- **Texto do exercício**:
◆ ◆ ◆ ◆ ◆

A reta final para a votação do projeto de legalização do aborto no Senado coincide com o forte abalo sofrido pela Argentina com o escândalo dos “cadernos de suborno”. Desde a semana passada, 16 ex-funcionários dos governos da ex-presidente Cristina Kirchner (2007-2015) e do falecido marido, Néstor Kirchner (2003-2007), além de grandes empresários, foram presos por envolvimento em um esquema de propinas que movimentou mais de US$ 160 milhões, pagos em troca de obras públicas. Ontem, vários começaram a colaborar com o juiz Claudio Bonadio, na condição de “arrependidos”.

Bonadio, que já formulou 20 acusações por delitos conexos ao caso, convocou Cristina, atualmente senadora, a depor no próximo dia 13. Ela será inquirida sobre o conteúdo das anotações encontradas nos cadernos entregues à Justiça por Oscar Centeno, que foi motorista do ex-ministro do Planejamento Julio de Vido — um dos acusados pelas propinas, ele já estava detido por outras investigações sobre irregularidades nos governos dos Kirchner. Hoje, o Senado deve votar um pedido do magistrado para que sejam autorizadas operações de busca na casa da ex-presidente.

O empresário Ángelo Calcaterra, primo do presidente Mauricio Macri, adversário político do casal Kirchner, apresentou-se à Justiça e admitiu ter ordenado o pagamento de propinas quando era dono da construtura Iecsa. A empresa foi fundada por Fraco Macri, pai do atual mandatário, e cresceu impulsionada por contratos milionários com o Estado argentino.

◆ ◆ ◆ ◆ ◆

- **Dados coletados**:
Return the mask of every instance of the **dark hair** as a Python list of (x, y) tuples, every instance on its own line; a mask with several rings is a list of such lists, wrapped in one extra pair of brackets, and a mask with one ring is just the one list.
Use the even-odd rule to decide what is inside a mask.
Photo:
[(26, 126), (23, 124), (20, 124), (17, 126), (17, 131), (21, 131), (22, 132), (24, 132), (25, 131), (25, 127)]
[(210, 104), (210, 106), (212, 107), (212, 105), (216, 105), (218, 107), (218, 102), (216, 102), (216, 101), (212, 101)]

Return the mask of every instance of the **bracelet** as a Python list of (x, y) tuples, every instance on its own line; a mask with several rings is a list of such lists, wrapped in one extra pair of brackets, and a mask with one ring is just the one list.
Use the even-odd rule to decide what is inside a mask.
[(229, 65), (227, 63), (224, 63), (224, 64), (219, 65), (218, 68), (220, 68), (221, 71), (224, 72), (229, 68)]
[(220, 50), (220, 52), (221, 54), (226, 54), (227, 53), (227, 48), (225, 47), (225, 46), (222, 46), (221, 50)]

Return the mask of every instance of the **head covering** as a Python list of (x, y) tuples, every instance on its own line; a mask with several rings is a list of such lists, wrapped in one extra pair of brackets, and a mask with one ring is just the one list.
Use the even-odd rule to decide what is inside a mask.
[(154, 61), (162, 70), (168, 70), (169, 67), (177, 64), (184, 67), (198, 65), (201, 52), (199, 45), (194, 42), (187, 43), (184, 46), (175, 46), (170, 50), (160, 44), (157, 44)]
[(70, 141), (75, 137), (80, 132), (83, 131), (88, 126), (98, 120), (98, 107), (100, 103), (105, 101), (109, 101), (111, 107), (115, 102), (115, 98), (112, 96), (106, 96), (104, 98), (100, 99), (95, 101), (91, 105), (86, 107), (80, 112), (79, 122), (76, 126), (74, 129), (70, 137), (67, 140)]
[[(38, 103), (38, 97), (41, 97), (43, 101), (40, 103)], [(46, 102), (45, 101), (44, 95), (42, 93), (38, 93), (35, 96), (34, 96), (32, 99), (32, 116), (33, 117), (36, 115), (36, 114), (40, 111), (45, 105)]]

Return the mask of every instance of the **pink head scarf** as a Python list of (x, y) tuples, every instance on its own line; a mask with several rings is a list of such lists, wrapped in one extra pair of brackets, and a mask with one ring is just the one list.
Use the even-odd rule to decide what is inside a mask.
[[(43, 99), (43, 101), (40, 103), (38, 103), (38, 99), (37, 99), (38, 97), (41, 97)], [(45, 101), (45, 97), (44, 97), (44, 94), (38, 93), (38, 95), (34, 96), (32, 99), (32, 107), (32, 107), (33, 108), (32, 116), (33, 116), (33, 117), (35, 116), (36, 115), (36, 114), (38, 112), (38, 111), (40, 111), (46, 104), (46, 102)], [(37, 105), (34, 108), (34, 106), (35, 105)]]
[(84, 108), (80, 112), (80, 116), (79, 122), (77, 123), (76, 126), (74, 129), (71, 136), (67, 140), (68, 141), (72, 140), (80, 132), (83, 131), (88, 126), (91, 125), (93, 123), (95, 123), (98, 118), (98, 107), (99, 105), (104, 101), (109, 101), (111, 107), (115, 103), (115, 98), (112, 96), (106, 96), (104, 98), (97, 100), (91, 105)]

◆ ◆ ◆ ◆ ◆

- **Tarefas propostas**:
1) Reescreva em forma de lista o parágrafo do texto sobre os cadernos de suborno que começa com "Bonadio, que já formulou", mantendo seus fatos principais.
2) Transcreva, do texto sobre os cadernos de suborno, o trecho que vai de "Bonadio, que já" até "casa da ex-presidente.".

- **Respostas às tarefas**:
1)
- O juiz Claudio Bonadio, que já formulou 20 acusações por delitos conexos ao caso, convocou Cristina Kirchner, atualmente senadora, a depor no próximo dia 13.
- Ela será inquirida sobre as anotações dos cadernos entregues à Justiça por Oscar Centeno, ex-motorista do ex-ministro do Planejamento Julio de Vido.
- De Vido, um dos acusados pelas propinas, já estava detido por outras investigações sobre irregularidades nos governos dos Kirchner.
- Hoje, o Senado deve votar um pedido do juiz para autorizar operações de busca na casa da ex-presidente.

2)
Bonadio, que já formulou 20 acusações por delitos conexos ao caso, convocou Cristina, atualmente senadora, a depor no próximo dia 13. Ela será inquirida sobre o conteúdo das anotações encontradas nos cadernos entregues à Justiça por Oscar Centeno, que foi motorista do ex-ministro do Planejamento Julio de Vido — um dos acusados pelas propinas, ele já estava detido por outras investigações sobre irregularidades nos governos dos Kirchner. Hoje, o Senado deve votar um pedido do magistrado para que sejam autorizadas operações de busca na casa da ex-presidente.